WHAT IS EXPECTED. Give the records again, every one, exactly.

INFORMATION PROVIDED.
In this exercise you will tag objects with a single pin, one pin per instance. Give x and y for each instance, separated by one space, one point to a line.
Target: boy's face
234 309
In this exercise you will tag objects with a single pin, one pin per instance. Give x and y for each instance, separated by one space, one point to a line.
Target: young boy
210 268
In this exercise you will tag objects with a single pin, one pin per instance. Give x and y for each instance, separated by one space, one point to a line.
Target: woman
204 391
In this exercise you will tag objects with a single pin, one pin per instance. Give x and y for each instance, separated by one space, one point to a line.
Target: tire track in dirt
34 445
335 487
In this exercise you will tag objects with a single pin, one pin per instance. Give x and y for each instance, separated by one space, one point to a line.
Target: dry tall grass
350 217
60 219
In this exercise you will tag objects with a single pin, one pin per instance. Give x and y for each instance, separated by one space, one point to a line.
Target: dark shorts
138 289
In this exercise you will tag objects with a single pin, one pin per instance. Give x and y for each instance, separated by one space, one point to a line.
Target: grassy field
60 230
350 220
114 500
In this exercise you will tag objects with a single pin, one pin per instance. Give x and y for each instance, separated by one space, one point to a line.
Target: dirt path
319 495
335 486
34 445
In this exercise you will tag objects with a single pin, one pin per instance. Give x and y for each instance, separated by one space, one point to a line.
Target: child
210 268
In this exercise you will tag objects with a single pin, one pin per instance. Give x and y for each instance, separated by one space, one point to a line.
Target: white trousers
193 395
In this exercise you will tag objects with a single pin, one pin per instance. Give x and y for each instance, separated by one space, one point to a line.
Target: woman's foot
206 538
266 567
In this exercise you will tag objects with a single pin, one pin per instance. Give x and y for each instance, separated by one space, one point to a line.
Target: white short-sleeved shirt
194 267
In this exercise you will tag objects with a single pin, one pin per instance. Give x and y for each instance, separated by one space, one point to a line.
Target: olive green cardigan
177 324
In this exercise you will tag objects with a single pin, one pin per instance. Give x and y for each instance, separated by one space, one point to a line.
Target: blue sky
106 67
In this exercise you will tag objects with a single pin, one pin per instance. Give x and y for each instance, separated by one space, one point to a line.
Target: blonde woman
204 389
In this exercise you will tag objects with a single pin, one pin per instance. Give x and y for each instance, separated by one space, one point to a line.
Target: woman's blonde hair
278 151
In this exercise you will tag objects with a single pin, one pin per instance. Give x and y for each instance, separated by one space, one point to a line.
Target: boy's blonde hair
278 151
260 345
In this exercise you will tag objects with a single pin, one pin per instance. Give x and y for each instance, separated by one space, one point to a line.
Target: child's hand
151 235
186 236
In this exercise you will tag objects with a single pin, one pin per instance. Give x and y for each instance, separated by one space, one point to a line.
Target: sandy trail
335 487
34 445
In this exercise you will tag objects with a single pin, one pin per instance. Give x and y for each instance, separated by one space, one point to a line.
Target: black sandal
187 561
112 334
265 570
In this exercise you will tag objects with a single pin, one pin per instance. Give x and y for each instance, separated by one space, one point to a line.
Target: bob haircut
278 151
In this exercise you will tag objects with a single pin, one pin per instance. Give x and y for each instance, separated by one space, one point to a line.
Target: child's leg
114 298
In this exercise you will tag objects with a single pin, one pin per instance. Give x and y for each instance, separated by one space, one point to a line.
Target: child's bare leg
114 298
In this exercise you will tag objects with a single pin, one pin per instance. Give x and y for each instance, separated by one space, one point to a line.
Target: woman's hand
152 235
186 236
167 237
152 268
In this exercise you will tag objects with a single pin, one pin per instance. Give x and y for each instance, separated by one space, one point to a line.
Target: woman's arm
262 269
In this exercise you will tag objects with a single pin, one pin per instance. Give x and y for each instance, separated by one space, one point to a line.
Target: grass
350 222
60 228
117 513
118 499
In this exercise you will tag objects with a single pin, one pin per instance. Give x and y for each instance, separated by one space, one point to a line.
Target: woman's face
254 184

REPLY TO THE EXERCISE.
In this exercise you will tag objects with a single pin, one pin per instance. Give x and y for each instance, separated by one space, one point to a line.
Target: boy's face
234 309
In this exercise you will tag objects with a single pin, one pin per instance. Give x and y for each instance, separated by one space, one point to a line.
Target: young boy
210 268
In this exercise you will tag objects with a single pin, one pin per instance. Give x and y for each instance, separated by one space, one point to a line.
Target: woman
204 391
In this exercise you will tag objects with a single pin, one pin per instance. Give x and y for each instance, separated by one space, one point to a line.
Target: tire track in dirt
34 445
335 487
In this exercise you will tag objects with a single pin, one pin per instance. Give x and y for each instance, separated by one space, one point to a line.
Target: dry tall grass
350 217
60 219
In this exercise you will tag objects with a single pin, one pin per instance. Give x and y for each instance, separated by one space, one point to a line.
Target: dark shorts
138 289
In this exercise you will tag objects with a single pin, one pin per instance. Give x and y for each instance, separated by one space, one point to a line.
Target: grassy field
60 230
350 220
114 500
In this exercise you will tag objects with a single pin, one pin per instance. Give x and y for each instance, separated by one space, one point to a line.
Target: dirt path
319 495
335 486
34 445
In this exercise you will tag objects with a single pin, one pin per instance. Give x and y for each instance, separated by one space, one point to a line.
Target: child
210 268
In this exercise you will tag objects with a single pin, one pin per instance. Give x and y for each instance, separated by one space, one point to a line.
Target: white trousers
193 395
In this exercise you will tag objects with a single pin, one pin per instance. Give x and y for each instance, separated by one space, one point to a line.
Target: woman's foot
206 538
266 567
In this exercise you will tag objects with a single pin, one pin per instance. Give x and y for each instance, separated by one space, one point to a line.
Target: white short-sleeved shirt
194 267
In this exercise you will tag objects with a single pin, one pin per instance. Give x and y for each instance, separated by one space, one point to a line.
Target: olive green cardigan
177 324
In this exercise you will tag objects with a single pin, one pin per instance. Give x and y for each instance, separated by one space, one point to a line.
Target: blue sky
106 67
In this exercise you will tag objects with a single pin, one pin per instance. Give x and y for each instance, separated by one space, one point to a line.
Target: blonde woman
204 389
In this exercise you will tag objects with a single pin, one pin per instance. Give x and y for each instance, separated by one space, one point to a line.
Target: woman's blonde hair
278 151
In this exercise you will tag objects with a single pin, one pin per instance. Give x and y for each instance, separated by one space, one point to a line.
Target: boy's blonde hair
278 151
260 345
In this exercise you will tag objects with a single pin, one pin per instance. Give x and y for each instance, separated by one space, one point to a line.
Target: child's hand
151 235
186 236
In this exercise you will tag objects with a single pin, one pin per instance. Give x and y for each instance, separated by one space, one point to a line.
Target: sandy trail
335 487
34 445
In this exercise you will tag objects with a single pin, one pin per instance. Give x and y for each instance, separated by one space, one point to a line.
Target: black sandal
187 561
112 334
265 570
In this exercise you will tag objects with a single pin, one pin per instance. Give x and y for each instance, separated by one space, one point to a line.
Target: bob haircut
278 151
In this exercise you will tag objects with a single pin, one pin per instance. Give x and y for each instance, separated by one space, one point to a line.
Target: child's leg
114 298
In this exercise you will tag objects with a single pin, one pin per instance. Give x and y for each instance, separated by one space, one point to a line.
Target: child's bare leg
114 298
In this exercise you will tag objects with a single pin, one pin per instance. Give x and y for each instance, separated by one space, one point to a line.
Target: woman's hand
152 235
186 236
167 237
152 268
In this exercise you will tag objects with a single pin, one pin per instance. Give x and y for each instance, separated by one space, one point to a line.
Target: woman's arm
262 269
In this exercise you will tag objects with a single pin, one pin per instance. Give x and y for each instance, separated by one space, one point to a line.
Target: grass
350 222
60 228
117 513
118 499
In this exercise you will tag objects with a single pin, one pin per instance. Give x and y for each instance, separated by one space, one point to a line.
Target: woman's face
254 184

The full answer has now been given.